# Mini-medium format



## compur (Oct 26, 2009)

Recently found a Komaflex-S, one of the very few SLRs made for 
127  film. It's made by Kowa (Japan) and has a 65mm f/2.8 "Prominar" 
4-element lens. I bought it for the princely sum of $5 at a swap 
meet a week or so ago. It's in pretty nice condition with working
shutter (1 to 1/500) that even seems pretty accurate.












The lens is non-interchangeable but Kowa made a set of screw-in
wide and tele lens converters for it.  Guess I'll have to find those
now ...


----------



## ErectedGryphon (Oct 26, 2009)

Nice find, that would go good on my mantle piece


----------



## Buckster (Oct 26, 2009)

Very nice!  Great find!


----------



## Mitica100 (Oct 27, 2009)

Very cute!


----------



## compur (Oct 27, 2009)

Thanks,   I've been looking for an excuse to explore 127 film a little 
because I've never really shot with it and I always thought it had 
something to offer.  Namely a bigger-than-35mm negative in a  
compact camera.

But then I do have a 645 folder that's about the same size as this
guy so I may only re-discover why 127 cameras went extinct.


----------



## Derrel (Oct 27, 2009)

- PROVIDED MATERIAL
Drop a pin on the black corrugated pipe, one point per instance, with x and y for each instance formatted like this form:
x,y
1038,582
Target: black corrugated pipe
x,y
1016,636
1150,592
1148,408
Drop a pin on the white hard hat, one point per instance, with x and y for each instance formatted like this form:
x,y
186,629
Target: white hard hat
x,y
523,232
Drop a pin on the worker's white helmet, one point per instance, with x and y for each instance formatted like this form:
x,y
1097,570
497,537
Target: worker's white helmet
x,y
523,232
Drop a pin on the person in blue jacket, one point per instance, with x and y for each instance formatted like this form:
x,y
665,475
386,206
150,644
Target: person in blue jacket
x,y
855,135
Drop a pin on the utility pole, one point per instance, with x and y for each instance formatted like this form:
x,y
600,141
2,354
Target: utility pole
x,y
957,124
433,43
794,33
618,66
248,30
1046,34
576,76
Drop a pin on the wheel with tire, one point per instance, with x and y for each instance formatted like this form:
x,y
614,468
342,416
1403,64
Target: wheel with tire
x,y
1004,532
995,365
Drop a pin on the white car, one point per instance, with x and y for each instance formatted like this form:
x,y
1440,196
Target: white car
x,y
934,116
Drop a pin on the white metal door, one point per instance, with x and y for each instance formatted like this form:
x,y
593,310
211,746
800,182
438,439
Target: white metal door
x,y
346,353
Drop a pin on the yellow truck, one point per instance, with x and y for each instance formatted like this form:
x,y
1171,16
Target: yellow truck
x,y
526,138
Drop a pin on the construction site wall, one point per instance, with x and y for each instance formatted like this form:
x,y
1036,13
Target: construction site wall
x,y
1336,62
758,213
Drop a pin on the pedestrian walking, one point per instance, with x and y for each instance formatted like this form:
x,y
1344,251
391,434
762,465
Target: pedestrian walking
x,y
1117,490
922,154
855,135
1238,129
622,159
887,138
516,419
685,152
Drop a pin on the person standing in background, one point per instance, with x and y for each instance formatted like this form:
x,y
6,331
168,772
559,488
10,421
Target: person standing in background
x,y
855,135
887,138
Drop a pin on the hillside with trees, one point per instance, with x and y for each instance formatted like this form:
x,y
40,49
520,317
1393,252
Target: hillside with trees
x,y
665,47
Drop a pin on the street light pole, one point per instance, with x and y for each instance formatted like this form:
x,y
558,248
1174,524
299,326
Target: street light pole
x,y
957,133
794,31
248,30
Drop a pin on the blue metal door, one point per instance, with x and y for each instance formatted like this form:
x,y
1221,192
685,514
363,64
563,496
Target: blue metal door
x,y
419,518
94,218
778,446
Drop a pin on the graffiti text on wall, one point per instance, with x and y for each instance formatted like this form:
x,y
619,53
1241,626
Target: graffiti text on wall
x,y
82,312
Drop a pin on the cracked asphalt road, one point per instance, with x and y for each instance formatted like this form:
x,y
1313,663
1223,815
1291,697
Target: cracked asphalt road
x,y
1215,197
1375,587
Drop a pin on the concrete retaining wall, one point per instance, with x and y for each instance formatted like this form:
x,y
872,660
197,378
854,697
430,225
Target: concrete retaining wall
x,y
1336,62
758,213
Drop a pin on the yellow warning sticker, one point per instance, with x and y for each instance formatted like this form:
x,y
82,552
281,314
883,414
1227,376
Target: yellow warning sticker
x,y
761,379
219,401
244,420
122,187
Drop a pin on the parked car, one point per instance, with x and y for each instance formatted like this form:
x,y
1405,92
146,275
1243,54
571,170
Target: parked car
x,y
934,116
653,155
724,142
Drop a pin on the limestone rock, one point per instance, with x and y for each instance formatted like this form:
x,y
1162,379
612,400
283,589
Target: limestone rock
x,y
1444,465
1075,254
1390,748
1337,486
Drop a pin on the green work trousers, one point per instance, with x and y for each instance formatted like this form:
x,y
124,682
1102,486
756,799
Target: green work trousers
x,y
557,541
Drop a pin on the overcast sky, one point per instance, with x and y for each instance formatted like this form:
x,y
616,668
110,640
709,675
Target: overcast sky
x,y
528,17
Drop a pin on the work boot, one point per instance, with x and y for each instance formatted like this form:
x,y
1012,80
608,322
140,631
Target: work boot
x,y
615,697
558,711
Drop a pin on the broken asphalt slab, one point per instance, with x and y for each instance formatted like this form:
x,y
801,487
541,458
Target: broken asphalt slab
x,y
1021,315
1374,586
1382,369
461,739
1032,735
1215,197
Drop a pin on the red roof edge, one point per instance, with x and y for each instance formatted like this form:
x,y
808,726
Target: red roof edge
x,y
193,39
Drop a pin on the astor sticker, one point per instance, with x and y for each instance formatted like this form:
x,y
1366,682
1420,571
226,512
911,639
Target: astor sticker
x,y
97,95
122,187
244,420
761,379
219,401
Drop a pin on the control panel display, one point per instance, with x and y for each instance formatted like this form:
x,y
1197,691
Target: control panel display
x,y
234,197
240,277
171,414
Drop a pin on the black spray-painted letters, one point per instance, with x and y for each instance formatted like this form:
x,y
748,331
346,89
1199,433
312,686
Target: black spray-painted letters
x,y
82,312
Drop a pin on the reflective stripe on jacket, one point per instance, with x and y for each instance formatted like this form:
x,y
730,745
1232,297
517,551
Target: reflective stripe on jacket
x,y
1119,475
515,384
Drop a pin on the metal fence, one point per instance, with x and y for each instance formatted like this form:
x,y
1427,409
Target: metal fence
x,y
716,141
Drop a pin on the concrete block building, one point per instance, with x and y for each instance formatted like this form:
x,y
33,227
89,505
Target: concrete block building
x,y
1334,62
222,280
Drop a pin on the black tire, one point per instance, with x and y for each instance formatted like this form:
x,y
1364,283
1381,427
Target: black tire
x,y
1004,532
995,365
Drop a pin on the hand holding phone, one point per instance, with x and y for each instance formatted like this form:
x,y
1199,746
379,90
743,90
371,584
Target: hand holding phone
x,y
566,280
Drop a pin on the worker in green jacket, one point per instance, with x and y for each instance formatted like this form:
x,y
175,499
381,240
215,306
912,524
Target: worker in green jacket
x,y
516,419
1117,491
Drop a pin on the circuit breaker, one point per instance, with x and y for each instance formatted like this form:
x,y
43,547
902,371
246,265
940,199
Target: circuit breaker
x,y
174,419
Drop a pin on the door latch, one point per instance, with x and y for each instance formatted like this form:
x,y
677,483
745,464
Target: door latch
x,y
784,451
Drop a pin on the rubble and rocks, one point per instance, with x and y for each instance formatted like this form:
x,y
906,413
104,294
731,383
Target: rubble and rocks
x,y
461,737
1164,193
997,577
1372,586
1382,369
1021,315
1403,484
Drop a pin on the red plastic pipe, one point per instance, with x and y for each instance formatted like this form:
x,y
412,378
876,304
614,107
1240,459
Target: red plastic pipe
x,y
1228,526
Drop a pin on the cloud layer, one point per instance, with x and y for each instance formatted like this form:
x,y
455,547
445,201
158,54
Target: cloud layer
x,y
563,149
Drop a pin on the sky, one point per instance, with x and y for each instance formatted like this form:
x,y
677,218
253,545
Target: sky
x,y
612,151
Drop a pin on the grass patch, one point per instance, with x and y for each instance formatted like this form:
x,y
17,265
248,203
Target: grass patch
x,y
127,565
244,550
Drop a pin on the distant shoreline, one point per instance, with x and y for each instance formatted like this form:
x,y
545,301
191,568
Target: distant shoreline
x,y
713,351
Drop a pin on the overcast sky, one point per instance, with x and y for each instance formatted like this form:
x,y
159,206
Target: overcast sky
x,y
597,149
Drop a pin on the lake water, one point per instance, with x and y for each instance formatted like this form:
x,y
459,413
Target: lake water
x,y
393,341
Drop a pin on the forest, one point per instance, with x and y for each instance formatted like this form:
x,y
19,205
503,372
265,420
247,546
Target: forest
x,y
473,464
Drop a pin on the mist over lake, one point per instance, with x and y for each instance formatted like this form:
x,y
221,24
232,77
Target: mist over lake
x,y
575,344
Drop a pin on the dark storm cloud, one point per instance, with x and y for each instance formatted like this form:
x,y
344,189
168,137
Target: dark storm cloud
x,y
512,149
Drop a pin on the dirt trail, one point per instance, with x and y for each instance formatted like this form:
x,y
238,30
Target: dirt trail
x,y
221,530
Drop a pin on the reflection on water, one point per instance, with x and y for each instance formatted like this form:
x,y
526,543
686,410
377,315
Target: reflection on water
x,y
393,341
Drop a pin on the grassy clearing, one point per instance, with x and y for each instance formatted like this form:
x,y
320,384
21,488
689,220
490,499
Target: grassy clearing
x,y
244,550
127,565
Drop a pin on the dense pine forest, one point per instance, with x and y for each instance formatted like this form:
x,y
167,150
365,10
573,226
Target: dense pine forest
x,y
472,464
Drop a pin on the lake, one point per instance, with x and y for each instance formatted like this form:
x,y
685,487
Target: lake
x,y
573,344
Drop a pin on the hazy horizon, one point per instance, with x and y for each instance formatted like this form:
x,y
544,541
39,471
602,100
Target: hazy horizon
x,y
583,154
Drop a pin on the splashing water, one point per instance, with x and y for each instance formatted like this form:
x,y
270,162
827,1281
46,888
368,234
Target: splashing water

- REQUIRED TASKS
A) Reproduce a passage of the Komaflex-S thread word for word, beginning at the words that include "## compur (Oct 27, 2009)" and stopping after "cameras went extinct.".
B) Carry the Komaflex-S forum thread forward from its last line.
The records come from a separate source and have no connection to the Komaflex-S thread.

- TASK-BY-TASK ANSWERS
A)
## compur (Oct 27, 2009)

Thanks,   I've been looking for an excuse to explore 127 film a little 
because I've never really shot with it and I always thought it had 
something to offer.  Namely a bigger-than-35mm negative in a  
compact camera.

But then I do have a 645 folder that's about the same size as this
guy so I may only re-discover why 127 cameras went extinct.

B)
Nice find on a cool-looking camera! I always wanted one of the gray baby Rollei TLR's...I guess now they are cheap. I had never heard of the Komaflex-S. Sure seems worth $5. Now that 127 film is extinct as an off-the-shelf format, it seems like that Film For Classics company has got a pretty good chunk of the custom film market and a single roll of film is worth about two to two and a half times what the camera set your back!


----------



## compur (Oct 27, 2009)

Freestyle carries Efke B&W in 127 for about $7.  I live nearby so next time 
I go there I'll get some.  They also often have recently expired or 
short-dated film in the store on their bargain table at a good discount. 

The camera could use some new light seals too so I'll do that first. It's
a pretty simple job on this camera.


----------



## Actor (Oct 27, 2009)

Vintage Kowa Komaflex-S Single Lens Reflex Camera - eBay (item 380170458353 end time Oct-28-09 20:55:51 PDT)


----------



## compur (Oct 27, 2009)

^ $40 shipping --ouch!


----------



## Actor (Oct 27, 2009)

compur said:


> Freestyle carries Efke B&W in 127 for about $7.


Great!  A roll of film costs more than the camera!  



compur said:


> ^ $40 shipping --ouch!


Get it on _Antiques Roadshow_ for an appraisal.


----------



## compur (Oct 28, 2009)

Actor said:


> Great!  A roll of film costs more than the camera!



Yes, another disadvantage to 127 film. I usually pay no more than $1/roll 
for 35 and 120 at yard sales and such.  Often people practically give it
away.


----------



## Actor (Oct 29, 2009)

Actor said:


> Vintage Kowa Komaflex-S Single Lens Reflex Camera - eBay (item 380170458353 end time Oct-28-09 20:55:51 PDT)


It sold for over $120.  I hope whoever won it enjoys it a lot.


----------



## compur (Oct 29, 2009)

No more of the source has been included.